• _WORK ORDER_: Please set down word for word every line from the one holding "One point per instance, written like point(131, 446)" to the end of the data below, both included.

== EXERCISE MATERIALS ==

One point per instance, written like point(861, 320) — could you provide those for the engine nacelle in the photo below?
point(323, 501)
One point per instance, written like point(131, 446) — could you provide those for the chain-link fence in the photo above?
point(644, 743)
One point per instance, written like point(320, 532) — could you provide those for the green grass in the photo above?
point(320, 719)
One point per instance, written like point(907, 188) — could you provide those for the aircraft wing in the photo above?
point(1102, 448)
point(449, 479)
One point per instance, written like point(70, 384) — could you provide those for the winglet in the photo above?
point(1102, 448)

===

• _RESULT_:
One point per instance, written like point(131, 446) — could you provide those for the chain-link fence in the photo above?
point(644, 743)
One point per instance, written like point(320, 532) — could you provide those for the green grass in the photo above?
point(320, 719)
One point per instance, written like point(907, 188) — could you provide those for the aircraft wing in the photo above?
point(1102, 448)
point(449, 479)
One point per instance, written like point(70, 384) — could you provide those for the winglet in the photo above?
point(1102, 448)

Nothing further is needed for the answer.